• [Exercise requirements] Substitute "trace the boundary of" for "draw the outline of" wherever it occurs in the items below, and write the items out again with nothing else changed. Leave the pictures out of your answer.

[Outline labeling records]
____________

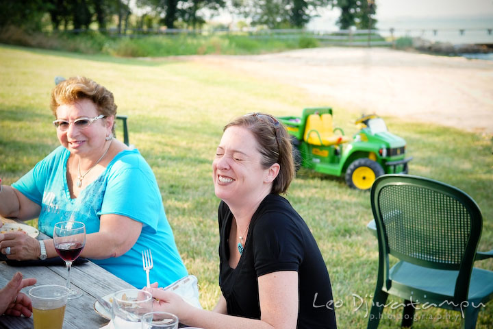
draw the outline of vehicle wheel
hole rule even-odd
[[[377,178],[384,173],[381,166],[372,160],[357,159],[346,171],[346,183],[352,188],[368,190]]]

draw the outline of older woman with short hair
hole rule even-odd
[[[60,82],[51,108],[60,147],[12,186],[2,186],[0,215],[39,217],[51,236],[58,221],[85,223],[81,256],[135,287],[143,287],[141,252],[151,249],[152,280],[168,284],[187,275],[151,167],[137,149],[113,137],[113,94],[84,77]],[[5,234],[0,250],[16,260],[57,257],[52,239]]]
[[[294,175],[289,136],[254,113],[226,125],[212,163],[219,205],[219,286],[214,312],[155,284],[154,310],[205,329],[335,328],[327,267],[286,193]]]

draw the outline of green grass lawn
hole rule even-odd
[[[3,184],[18,179],[59,145],[49,107],[55,76],[86,75],[104,85],[114,93],[118,113],[129,117],[131,143],[154,171],[179,249],[190,273],[199,278],[206,308],[213,307],[220,293],[219,200],[214,194],[212,161],[223,127],[246,112],[299,115],[305,107],[331,105],[286,85],[197,62],[0,46],[0,63]],[[351,134],[355,127],[343,123],[359,114],[336,108],[334,121]],[[492,136],[385,119],[389,129],[407,142],[414,158],[410,173],[454,185],[476,200],[484,217],[480,249],[493,249]],[[366,228],[372,218],[369,193],[349,189],[342,178],[302,169],[287,198],[311,228],[324,255],[338,301],[339,328],[366,328],[366,305],[371,303],[378,260],[377,240]],[[492,260],[476,265],[493,270]],[[477,328],[492,327],[492,305],[480,313]],[[386,308],[379,328],[396,328],[401,310]],[[417,310],[420,319],[414,328],[458,328],[459,314]]]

____________

• [Reply to the task]
trace the boundary of vehicle wheel
hole rule even-odd
[[[377,178],[384,173],[381,166],[372,160],[357,159],[346,171],[346,183],[352,188],[368,190]]]

trace the boundary of older woman with short hair
hole rule even-odd
[[[60,82],[51,108],[60,147],[12,186],[2,186],[0,215],[39,217],[51,236],[58,221],[85,223],[81,256],[135,287],[143,287],[141,252],[151,249],[152,280],[168,284],[187,275],[151,167],[137,149],[113,137],[113,94],[84,77]],[[5,234],[0,250],[16,260],[57,257],[52,239]]]
[[[294,175],[289,136],[254,113],[226,125],[212,163],[219,205],[219,286],[214,312],[155,284],[154,310],[205,329],[335,328],[327,267],[286,193]]]

trace the boundary of green grass lawn
hole rule even-odd
[[[3,184],[18,179],[59,145],[49,107],[55,76],[86,75],[104,85],[114,93],[118,113],[129,117],[131,143],[154,171],[179,249],[190,273],[199,278],[206,308],[213,307],[220,293],[219,200],[214,194],[212,161],[223,127],[246,112],[299,115],[305,107],[331,105],[286,85],[197,62],[0,46],[0,63]],[[351,134],[355,127],[343,123],[359,114],[336,108],[334,121]],[[492,136],[385,119],[389,129],[407,142],[414,158],[410,173],[454,185],[476,200],[484,217],[480,249],[493,249]],[[366,228],[372,218],[369,193],[349,189],[342,178],[302,169],[287,198],[311,228],[324,255],[338,301],[339,328],[366,328],[366,305],[371,303],[378,260],[377,240]],[[492,260],[476,265],[493,270]],[[477,328],[492,327],[492,305],[480,313]],[[386,308],[379,328],[396,328],[401,310]],[[417,310],[420,319],[414,328],[458,328],[459,314]]]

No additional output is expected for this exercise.